### Work instructions
Collect every line of the material below that contains the string "green", and copy each one in full. Case counts when matching.

### Records
┌────────

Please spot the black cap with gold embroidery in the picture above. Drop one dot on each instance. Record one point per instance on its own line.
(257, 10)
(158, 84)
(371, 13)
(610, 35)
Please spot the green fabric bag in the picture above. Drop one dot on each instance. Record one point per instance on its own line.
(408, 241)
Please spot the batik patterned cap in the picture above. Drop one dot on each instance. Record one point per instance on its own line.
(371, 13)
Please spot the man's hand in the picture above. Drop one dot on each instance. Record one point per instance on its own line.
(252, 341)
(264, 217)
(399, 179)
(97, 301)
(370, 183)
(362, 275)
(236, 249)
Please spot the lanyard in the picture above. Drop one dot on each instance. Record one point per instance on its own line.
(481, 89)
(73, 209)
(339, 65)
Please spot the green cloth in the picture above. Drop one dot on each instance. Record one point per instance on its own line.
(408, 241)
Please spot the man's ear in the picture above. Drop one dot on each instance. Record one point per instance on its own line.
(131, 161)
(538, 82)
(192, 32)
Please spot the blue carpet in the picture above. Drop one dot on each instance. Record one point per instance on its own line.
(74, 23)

└────────
┌────────

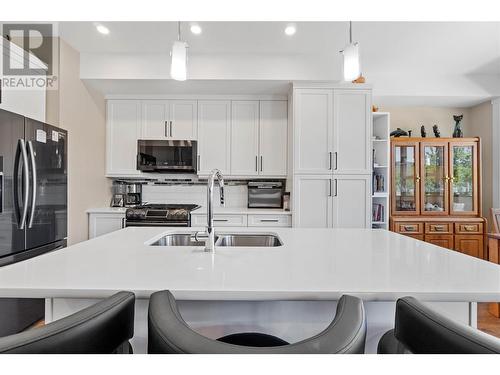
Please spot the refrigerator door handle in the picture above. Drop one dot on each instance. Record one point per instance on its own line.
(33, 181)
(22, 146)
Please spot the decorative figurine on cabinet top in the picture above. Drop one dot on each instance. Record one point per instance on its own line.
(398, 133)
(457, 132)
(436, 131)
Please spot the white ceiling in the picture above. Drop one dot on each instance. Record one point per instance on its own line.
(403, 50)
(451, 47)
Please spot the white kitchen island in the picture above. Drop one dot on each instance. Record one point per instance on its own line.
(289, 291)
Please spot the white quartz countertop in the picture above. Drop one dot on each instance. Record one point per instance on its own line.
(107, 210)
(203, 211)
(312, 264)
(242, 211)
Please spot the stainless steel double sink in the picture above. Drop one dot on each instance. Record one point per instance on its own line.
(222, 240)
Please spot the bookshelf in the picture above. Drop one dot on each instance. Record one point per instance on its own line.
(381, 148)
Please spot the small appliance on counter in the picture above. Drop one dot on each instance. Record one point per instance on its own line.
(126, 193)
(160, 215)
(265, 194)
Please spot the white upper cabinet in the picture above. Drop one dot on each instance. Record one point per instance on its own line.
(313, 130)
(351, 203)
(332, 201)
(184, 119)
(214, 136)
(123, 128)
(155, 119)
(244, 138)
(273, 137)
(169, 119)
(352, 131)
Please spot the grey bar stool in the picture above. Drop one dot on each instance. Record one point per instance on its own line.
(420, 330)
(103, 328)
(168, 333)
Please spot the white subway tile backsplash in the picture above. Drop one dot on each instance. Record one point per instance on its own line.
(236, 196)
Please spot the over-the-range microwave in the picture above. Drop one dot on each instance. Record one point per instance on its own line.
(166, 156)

└────────
┌────────

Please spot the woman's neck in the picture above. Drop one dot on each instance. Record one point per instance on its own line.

└────────

### Task solution
Please spot the green fabric bag in the picture above. Drop one dot on each instance. Record one point per instance on its own line.
Please spot the green cloth in the picture above. Drop one dot on each instance. Record one point per instance on its own line.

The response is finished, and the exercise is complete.